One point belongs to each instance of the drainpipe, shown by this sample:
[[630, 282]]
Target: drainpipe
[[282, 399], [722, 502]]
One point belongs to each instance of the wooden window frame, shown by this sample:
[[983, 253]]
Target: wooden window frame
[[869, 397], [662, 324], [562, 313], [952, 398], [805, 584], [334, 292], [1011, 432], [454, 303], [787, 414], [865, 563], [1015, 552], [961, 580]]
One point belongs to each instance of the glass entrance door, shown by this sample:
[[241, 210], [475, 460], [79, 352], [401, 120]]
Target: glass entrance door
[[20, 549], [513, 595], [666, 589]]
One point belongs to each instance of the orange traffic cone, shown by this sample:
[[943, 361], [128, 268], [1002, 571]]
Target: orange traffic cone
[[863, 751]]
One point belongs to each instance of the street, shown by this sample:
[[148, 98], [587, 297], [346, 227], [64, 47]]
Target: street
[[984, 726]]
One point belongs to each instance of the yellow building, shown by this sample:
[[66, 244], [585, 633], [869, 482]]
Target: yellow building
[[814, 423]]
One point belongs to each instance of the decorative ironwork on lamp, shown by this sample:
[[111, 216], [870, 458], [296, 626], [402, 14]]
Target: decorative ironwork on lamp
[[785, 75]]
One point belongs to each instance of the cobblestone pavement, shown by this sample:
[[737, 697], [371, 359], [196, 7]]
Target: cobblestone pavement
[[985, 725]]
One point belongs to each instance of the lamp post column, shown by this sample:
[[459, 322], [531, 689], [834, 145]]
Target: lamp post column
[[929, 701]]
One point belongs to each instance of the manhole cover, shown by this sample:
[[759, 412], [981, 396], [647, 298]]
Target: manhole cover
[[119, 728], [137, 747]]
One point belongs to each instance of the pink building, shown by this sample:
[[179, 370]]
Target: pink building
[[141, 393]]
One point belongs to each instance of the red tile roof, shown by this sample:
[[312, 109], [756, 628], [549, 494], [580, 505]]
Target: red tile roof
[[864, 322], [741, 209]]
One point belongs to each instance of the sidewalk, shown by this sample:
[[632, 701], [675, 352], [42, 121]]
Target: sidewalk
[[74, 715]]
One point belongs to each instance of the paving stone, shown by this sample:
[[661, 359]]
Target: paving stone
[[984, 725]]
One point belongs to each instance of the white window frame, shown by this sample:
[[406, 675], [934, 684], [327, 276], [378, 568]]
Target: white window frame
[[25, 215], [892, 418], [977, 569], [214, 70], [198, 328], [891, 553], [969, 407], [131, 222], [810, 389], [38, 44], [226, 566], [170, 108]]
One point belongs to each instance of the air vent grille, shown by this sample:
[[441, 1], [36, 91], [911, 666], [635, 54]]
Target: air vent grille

———

### Exercise description
Format every line of the records above as a JSON array of strings, one string per line, leaving out blank lines.

### Written answer
[
  "One point belongs to each instance of the drainpipe, shown by this sample:",
  "[[630, 282]]",
  "Target: drainpipe",
  "[[282, 399], [722, 502]]",
  "One point belongs to each instance of the wooden window frame, shown by this sample:",
  "[[983, 253]]",
  "Target: wooden window frame",
  "[[869, 397], [662, 324], [562, 313], [952, 398], [805, 584], [334, 292], [1011, 432], [454, 303], [787, 414], [865, 563], [1015, 552], [961, 580]]",
  "One point belongs to each instance of the glass entrance door, shown by this sample:",
  "[[241, 210], [475, 460], [79, 352], [401, 120]]",
  "Target: glass entrance door",
  "[[20, 549], [513, 595], [666, 589]]",
  "One point belongs to each instance of the orange traffic cone, shown by this sample:",
  "[[943, 361], [128, 268], [1002, 571]]",
  "Target: orange traffic cone",
  "[[863, 751]]",
  "One point belongs to each instance of the street, shown by this sample:",
  "[[148, 98], [587, 297], [346, 227], [64, 47]]",
  "Target: street",
  "[[984, 726]]",
  "One point belongs to each instance of the yellow building, shown by this sample:",
  "[[66, 244], [585, 633], [869, 482]]",
  "Target: yellow building",
  "[[814, 423]]",
  "One point belongs to each instance of the decorative ironwork on lamp, shown by this sample:",
  "[[111, 216], [870, 458], [296, 626], [402, 14]]",
  "Target: decorative ironwork on lamp",
  "[[785, 75]]",
  "One point belongs to each instance of the cobblestone pavement, shown by this sample:",
  "[[737, 697], [371, 359], [196, 7]]",
  "Target: cobblestone pavement",
  "[[985, 725]]",
  "One point belongs to each instance of the lamp post column, shown by this sample:",
  "[[459, 322], [531, 689], [834, 145]]",
  "Target: lamp post column",
  "[[929, 701]]",
  "One point belongs to each instance of the manhole cover, shown by this sample:",
  "[[759, 412], [981, 396], [647, 298]]",
  "Target: manhole cover",
  "[[119, 728], [137, 747]]",
  "One point belongs to each instance of the pink building, shown by this sample:",
  "[[179, 370]]",
  "Target: pink building",
  "[[141, 393]]",
  "One point belongs to each instance of the red tile roof, shown by this sample:",
  "[[312, 109], [756, 628], [549, 494], [580, 505]]",
  "Target: red tile roof",
  "[[864, 322], [741, 209]]",
  "One point belongs to each instance of the sidewalk, shown by this sample:",
  "[[632, 701], [675, 352], [42, 121]]",
  "Target: sidewalk",
  "[[74, 715]]",
  "One point belongs to each instance of the paving stone, shown by this sample:",
  "[[661, 359]]",
  "Target: paving stone",
  "[[984, 725]]",
  "One point belongs to each instance of the white window frame, shown by this sample:",
  "[[406, 675], [934, 684], [327, 276], [378, 568]]",
  "Target: white window frame",
  "[[25, 215], [892, 418], [977, 569], [214, 70], [198, 328], [891, 553], [969, 407], [131, 222], [810, 389], [38, 44], [226, 566], [170, 108]]",
  "One point belongs to each instance of the air vent grille, shown by this sample:",
  "[[441, 1], [36, 91], [911, 666], [635, 54]]",
  "Target: air vent grille"
]